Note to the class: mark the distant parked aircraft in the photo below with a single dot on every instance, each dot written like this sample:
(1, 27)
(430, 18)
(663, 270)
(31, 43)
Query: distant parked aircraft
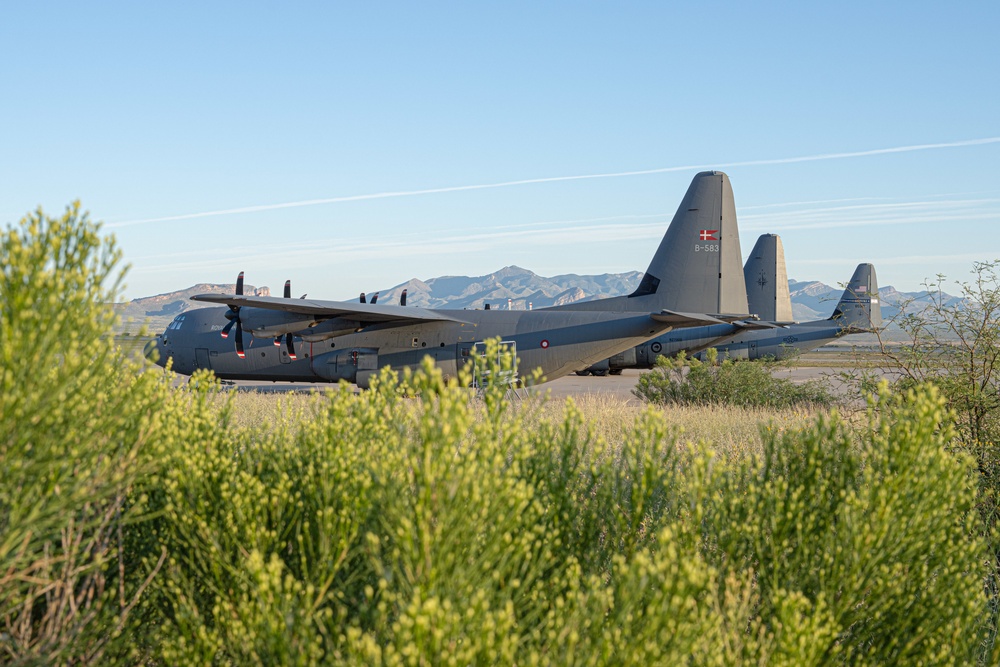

□ □ □ □ □ □ □

(How to complete this task) Scan the entries above for the word "distant" and collect each line holding it.

(Problem solution)
Note to the class: mark the distant parked aircraft in the photo below with a single dot on every instance, each dot written like this sample:
Query: distant parked aircraft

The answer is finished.